### OBJECTIF 1
Répondez aux questions suivantes à partir de l'extrait sur la colère :
(a) À quoi la colère est-elle souvent associée ?
(b) Quel auteur a décrit la colère d'Achille, et dans quelle œuvre ?
(c) En quoi la colère d'Achille se transforme-t-elle ?

### EXTRAIT
==========

Les Intros de Caro

Qu’est-ce qu’une saine colère ?

Qu’est-ce qu’une saine colère ?

Souvent associée à la violence, la colère est objet de méfiance et, la plupart du temps, de condamnation morale. La colère dérange et fait peur : elle est donc stigmatisée.

Honte donc aux colériques en tant qu’ils sont considérés comme ayant perdu le contrôle d’eux-mêmes. Potentiellement dangereux, ils sont souvent invités voire contraints, par leur entourage, à une remise en cause de leur colère pouvant aller jusqu’à une obligation de repentir.  

On pourrait multiplier les exemples de colère qui ont entrainé des effets dévastateurs et condamnables. Citons la célèbre colère d’Achille telle que Homère l’a décrite dans son Illiade : pathétique, elle cause d’innombrables malheurs aux compagnons du héros légendaire. Se transformant en rage, la colère d’Achille entraine un comportement excessif, disproportionné et morbide, faisant obstacle à la réflexion.

Si, en effet, la colère pousse parfois à agir d’une manière violente et impulsive, et donc irréfléchie, au point de nous plonger dans un profond regret dès notre calme retrouvé, est-ce toujours le cas ? Autrement dit, la colère entraine-t-elle toujours des conséquences illégitimes ? Est-elle intrinsèquement l’ennemi de la raison ? La colère est-elle d’une nature nécessairement haineuse ? Suppose-t-elle inévitablement des gestes destructeurs ?

==========

### DONNÉES FOURNIES
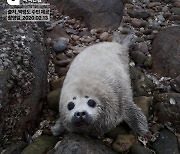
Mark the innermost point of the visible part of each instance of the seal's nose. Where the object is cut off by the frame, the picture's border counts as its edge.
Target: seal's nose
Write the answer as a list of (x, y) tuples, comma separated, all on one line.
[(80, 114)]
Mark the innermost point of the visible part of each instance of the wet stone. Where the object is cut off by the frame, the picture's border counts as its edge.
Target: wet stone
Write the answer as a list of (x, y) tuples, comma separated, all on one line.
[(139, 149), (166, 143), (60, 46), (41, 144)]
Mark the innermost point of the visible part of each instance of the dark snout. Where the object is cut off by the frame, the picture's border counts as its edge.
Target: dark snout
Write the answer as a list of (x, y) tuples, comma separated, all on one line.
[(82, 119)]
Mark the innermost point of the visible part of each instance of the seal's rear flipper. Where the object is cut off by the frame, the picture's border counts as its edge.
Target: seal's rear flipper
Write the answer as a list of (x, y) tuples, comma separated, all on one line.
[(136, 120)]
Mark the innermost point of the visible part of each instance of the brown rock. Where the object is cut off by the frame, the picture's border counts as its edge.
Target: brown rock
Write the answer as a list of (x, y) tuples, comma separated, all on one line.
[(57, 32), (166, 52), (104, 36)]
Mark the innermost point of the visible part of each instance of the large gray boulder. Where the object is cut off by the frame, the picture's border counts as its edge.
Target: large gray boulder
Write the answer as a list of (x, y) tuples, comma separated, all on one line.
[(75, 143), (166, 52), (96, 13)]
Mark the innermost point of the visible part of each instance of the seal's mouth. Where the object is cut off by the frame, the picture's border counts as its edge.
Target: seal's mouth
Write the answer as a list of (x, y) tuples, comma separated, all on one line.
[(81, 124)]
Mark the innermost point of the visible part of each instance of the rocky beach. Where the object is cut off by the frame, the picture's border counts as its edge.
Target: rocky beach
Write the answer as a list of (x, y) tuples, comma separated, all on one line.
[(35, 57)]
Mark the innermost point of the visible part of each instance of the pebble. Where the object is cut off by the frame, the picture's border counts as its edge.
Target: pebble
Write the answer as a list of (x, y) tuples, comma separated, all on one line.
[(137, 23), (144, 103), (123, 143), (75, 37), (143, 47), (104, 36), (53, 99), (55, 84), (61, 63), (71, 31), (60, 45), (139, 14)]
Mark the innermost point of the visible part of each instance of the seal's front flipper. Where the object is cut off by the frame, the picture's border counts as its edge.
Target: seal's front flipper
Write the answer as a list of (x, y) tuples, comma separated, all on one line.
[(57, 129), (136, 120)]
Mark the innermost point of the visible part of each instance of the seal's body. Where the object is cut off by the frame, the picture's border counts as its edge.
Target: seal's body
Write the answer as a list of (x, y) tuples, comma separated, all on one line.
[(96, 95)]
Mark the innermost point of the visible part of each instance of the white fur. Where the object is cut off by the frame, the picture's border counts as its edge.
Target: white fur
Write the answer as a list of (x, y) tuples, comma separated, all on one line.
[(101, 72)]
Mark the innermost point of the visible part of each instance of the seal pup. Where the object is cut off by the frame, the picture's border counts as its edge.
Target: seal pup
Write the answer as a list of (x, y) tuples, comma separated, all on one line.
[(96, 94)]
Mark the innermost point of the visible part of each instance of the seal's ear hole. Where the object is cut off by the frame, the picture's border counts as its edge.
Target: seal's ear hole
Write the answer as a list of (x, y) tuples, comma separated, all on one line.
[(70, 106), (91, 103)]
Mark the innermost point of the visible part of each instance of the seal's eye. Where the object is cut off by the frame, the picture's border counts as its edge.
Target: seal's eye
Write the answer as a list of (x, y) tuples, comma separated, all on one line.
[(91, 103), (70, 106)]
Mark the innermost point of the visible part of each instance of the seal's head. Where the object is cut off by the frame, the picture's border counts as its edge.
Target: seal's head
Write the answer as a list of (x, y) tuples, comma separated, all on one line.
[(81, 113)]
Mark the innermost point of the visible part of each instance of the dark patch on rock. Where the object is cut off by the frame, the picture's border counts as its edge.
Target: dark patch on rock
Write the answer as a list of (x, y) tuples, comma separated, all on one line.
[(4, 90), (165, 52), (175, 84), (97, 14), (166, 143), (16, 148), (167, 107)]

==========

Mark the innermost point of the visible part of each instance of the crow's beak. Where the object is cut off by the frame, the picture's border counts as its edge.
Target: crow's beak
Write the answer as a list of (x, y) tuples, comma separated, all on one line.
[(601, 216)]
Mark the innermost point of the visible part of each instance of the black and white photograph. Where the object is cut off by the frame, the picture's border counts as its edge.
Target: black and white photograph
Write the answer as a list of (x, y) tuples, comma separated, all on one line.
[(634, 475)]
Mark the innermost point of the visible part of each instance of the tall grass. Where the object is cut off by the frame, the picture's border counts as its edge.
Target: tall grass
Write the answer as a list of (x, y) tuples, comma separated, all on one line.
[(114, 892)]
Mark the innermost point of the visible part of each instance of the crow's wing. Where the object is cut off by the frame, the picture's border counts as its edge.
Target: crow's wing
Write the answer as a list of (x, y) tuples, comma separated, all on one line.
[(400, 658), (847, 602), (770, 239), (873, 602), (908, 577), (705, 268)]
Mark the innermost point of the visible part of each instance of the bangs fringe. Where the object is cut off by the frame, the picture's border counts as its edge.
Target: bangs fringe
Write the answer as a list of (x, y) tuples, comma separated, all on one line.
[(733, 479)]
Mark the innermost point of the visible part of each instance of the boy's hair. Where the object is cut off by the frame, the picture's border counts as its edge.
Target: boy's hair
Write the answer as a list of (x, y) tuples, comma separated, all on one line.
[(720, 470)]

==========

### OBJECTIF 2
Dans le listing, réécrivez uniquement le passage allant de la ligne qui contient « the seal's body. » jusqu'à celle qui contient « [(81, 113)] », bornes comprises, en substituant « sea lion's » à « seal's » et en laissant tout le reste inchangé.

### SOLUTION 1
(a) À la violence.
(b) Homère, dans l'Illiade.
(c) En rage.

### SOLUTION 2
Mark the innermost point of the visible part of each instance of the sea lion's body. Where the object is cut off by the frame, the picture's border counts as its edge.
Target: sea lion's body
Write the answer as a list of (x, y) tuples, comma separated, all on one line.
[(96, 95)]
Mark the innermost point of the visible part of each instance of the white fur. Where the object is cut off by the frame, the picture's border counts as its edge.
Target: white fur
Write the answer as a list of (x, y) tuples, comma separated, all on one line.
[(101, 72)]
Mark the innermost point of the visible part of each instance of the seal pup. Where the object is cut off by the frame, the picture's border counts as its edge.
Target: seal pup
Write the answer as a list of (x, y) tuples, comma separated, all on one line.
[(96, 94)]
Mark the innermost point of the visible part of each instance of the sea lion's ear hole. Where the object is cut off by the frame, the picture's border counts as its edge.
Target: sea lion's ear hole
Write the answer as a list of (x, y) tuples, comma separated, all on one line.
[(70, 106), (91, 103)]
Mark the innermost point of the visible part of each instance of the sea lion's eye. Where the object is cut off by the frame, the picture's border counts as its edge.
Target: sea lion's eye
Write the answer as a list of (x, y) tuples, comma separated, all on one line.
[(91, 103), (70, 106)]
Mark the innermost point of the visible part of each instance of the sea lion's head. Where the object is cut off by the frame, the picture's border counts as its edge.
Target: sea lion's head
Write the answer as a list of (x, y) tuples, comma separated, all on one line.
[(81, 113)]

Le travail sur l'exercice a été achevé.